2. The method according to claim 1, wherein said updating, at the additional training round, the first backbone parameters of the first neural network portion is further based on a first backbone sharing parameter; and said updating, at the additional training round, the second backbone parameters of the second neural network portion is further based on a second backbone sharing parameter.

3. The method according to claim 2, wherein the first backbone sharing parameter is configured to control an amount of the second backbone parameters obtained for updating the first backbone parameters of the first neural network portion, and the second backbone sharing parameter is configured to control an amount of the first backbone parameters obtained for updating the second backbone parameters of the second neural network portion.

4. The method according to any one of claims 1 to 3, wherein said performing the plurality of additional training rounds comprises performing a number of additional training rounds until each of the first and second neural network portions converges.

5. The method according to any one of claims 1 to 4, wherein the first and second neural network portions each comprises a Swin Transformer as a backbone thereof, the first backbone parameters comprise first weight parameters; and the second backbone parameters comprise second weight parameters.

6. The method according to any one of claims 1 to 5, wherein the first neural network portion comprises a plurality of task classifiers configured to perform a plurality of classification tasks, respectively, the training dataset comprises labelled images comprising multi-attribute labelled images, and the first neural network portion is trained for the plurality of classification tasks simultaneously.

7. The method according to any one of claims 1 to 6, further comprising performing finetuning of the first and second neural network portions comprising: performing, for each labelled image of a subset of labelled images of the training dataset, a low-frequency spectral alignment of the labelled image with respect to an image of a subset of images of a second dataset to obtain a low-frequency aligned labelled image, thereby obtaining a low-frequency aligned training data subset.

_ _ _

INSTRUCTIONS TO FOLLOW:
Please answer these questions about the claims:
1. In claim 3, what is the first backbone sharing parameter configured to control?
2. In claim 5, what do the first and second neural network portions each comprise as a backbone?
3. In claim 4, until when are the additional training rounds performed?
The entries after this point are separate material, not part of the claims.

(Entries contained in a dataset)

_ _ _

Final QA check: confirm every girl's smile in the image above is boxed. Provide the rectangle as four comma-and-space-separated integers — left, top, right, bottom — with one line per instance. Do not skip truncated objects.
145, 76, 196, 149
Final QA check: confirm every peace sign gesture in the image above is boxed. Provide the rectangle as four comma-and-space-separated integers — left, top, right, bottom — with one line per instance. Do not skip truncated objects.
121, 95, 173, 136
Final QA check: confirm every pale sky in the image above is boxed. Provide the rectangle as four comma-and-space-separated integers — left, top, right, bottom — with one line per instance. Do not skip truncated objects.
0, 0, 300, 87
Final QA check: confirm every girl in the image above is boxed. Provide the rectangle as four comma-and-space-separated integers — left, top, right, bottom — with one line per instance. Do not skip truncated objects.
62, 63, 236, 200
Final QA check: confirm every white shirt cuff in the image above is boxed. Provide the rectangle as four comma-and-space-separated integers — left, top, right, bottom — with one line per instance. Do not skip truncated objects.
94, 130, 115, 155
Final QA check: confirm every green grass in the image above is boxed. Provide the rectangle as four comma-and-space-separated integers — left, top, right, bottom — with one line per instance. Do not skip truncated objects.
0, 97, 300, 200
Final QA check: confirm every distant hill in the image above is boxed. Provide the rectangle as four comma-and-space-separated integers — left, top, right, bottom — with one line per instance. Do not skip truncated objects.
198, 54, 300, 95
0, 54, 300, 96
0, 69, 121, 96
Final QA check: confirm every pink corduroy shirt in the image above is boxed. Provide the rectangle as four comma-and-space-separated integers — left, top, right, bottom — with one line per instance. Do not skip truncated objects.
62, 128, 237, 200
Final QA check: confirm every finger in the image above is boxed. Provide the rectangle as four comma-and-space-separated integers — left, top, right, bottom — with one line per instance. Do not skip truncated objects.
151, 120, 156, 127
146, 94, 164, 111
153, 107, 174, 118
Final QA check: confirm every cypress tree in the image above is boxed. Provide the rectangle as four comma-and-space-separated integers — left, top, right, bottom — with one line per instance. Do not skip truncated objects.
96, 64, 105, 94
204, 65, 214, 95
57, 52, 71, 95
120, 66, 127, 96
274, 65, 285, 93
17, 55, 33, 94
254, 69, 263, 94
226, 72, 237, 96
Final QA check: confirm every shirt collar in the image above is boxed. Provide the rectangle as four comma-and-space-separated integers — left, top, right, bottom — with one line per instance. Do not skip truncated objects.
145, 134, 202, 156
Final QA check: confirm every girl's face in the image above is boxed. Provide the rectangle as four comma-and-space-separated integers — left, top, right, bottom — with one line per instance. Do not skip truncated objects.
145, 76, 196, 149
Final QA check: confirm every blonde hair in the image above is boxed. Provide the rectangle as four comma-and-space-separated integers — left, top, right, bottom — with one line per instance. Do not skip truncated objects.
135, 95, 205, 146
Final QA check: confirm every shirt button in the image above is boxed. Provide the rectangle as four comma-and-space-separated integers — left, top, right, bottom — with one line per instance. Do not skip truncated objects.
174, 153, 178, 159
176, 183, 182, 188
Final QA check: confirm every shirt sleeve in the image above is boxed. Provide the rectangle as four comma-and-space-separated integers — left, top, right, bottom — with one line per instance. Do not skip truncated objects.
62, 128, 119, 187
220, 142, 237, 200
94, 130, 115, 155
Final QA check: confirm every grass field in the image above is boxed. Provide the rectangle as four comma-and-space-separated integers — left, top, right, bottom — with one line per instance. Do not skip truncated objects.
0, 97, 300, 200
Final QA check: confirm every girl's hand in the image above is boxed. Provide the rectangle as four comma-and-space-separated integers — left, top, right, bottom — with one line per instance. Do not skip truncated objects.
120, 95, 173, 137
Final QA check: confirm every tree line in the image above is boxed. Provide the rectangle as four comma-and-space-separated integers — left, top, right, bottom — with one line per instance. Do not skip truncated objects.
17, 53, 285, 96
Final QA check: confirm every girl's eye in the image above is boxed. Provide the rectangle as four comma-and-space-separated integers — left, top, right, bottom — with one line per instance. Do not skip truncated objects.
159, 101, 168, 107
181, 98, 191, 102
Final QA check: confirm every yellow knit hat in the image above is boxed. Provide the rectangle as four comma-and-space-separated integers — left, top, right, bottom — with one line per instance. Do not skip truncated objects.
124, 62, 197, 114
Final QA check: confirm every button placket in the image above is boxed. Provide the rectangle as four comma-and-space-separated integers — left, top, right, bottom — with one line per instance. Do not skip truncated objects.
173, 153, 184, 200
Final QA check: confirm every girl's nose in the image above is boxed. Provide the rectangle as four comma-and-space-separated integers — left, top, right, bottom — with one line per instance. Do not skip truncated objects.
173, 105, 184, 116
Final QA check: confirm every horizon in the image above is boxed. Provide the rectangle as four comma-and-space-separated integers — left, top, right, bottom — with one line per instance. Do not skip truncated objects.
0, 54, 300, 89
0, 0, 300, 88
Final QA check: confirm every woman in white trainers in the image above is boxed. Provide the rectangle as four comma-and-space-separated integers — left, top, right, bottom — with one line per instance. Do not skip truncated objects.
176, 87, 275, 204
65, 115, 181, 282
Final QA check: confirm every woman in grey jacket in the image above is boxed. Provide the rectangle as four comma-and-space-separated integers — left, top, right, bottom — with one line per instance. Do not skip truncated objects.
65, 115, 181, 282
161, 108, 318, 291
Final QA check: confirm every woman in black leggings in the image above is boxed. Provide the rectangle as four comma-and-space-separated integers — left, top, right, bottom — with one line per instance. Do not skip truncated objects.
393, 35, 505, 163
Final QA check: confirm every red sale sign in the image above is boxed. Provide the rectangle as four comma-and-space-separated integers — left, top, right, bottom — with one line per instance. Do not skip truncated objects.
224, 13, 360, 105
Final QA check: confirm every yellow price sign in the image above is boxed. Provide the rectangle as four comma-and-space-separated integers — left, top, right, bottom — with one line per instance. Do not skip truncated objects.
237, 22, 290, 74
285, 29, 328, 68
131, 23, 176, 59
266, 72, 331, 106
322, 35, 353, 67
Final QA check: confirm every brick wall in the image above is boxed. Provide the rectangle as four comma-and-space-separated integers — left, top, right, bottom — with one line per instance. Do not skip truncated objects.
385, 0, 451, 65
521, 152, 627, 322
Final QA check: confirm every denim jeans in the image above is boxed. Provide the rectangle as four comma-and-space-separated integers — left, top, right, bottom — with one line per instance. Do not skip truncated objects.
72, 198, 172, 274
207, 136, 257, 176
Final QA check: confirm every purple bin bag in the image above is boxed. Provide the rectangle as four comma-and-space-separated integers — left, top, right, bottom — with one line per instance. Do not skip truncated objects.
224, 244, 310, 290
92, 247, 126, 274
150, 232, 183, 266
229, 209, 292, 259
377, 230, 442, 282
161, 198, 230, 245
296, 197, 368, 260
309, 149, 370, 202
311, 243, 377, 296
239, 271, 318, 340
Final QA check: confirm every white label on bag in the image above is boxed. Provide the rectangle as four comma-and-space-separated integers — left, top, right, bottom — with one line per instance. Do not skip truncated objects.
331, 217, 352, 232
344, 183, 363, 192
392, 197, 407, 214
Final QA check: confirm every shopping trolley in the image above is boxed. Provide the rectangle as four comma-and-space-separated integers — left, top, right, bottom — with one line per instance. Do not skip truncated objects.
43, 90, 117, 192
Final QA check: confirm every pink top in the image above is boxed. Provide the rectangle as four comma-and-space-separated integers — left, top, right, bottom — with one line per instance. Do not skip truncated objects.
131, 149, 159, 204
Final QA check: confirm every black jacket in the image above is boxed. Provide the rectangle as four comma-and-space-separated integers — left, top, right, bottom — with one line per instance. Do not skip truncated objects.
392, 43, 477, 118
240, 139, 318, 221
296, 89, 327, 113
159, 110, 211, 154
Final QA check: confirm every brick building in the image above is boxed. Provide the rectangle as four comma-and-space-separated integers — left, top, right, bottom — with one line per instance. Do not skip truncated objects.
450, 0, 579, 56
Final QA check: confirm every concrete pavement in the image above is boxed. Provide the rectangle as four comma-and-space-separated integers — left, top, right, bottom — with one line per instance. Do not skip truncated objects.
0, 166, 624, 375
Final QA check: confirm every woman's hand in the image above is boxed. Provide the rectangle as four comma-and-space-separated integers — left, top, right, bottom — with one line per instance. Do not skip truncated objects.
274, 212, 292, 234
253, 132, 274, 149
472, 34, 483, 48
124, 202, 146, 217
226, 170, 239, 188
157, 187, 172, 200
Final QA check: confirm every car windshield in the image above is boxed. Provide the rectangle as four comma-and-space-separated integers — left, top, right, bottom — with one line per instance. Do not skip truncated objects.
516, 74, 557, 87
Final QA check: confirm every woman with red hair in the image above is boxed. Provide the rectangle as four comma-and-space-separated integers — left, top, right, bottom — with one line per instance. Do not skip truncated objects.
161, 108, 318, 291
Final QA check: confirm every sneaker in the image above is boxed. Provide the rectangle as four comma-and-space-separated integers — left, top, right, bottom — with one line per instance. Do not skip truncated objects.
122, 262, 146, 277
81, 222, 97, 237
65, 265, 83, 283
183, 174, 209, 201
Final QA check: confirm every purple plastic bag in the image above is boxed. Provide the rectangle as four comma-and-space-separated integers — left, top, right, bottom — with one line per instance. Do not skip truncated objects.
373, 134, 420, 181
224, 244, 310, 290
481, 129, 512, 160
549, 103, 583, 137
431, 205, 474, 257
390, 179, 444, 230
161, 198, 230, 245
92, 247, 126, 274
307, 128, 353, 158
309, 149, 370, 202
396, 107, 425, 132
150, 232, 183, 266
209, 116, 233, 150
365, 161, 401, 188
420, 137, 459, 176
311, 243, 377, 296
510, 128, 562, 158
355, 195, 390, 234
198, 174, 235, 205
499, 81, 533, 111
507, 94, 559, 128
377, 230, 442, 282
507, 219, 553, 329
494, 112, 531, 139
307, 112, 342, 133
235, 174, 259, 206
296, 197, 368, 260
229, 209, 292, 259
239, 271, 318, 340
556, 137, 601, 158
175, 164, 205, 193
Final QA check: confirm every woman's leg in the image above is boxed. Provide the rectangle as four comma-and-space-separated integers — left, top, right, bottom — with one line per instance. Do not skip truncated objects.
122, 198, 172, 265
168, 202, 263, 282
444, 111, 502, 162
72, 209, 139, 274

_ _ _

CORRECT OUTPUT:
1. An amount of the second backbone parameters obtained for updating the first backbone parameters of the first neural network portion.
2. A Swin Transformer.
3. Until each of the first and second neural network portions converges.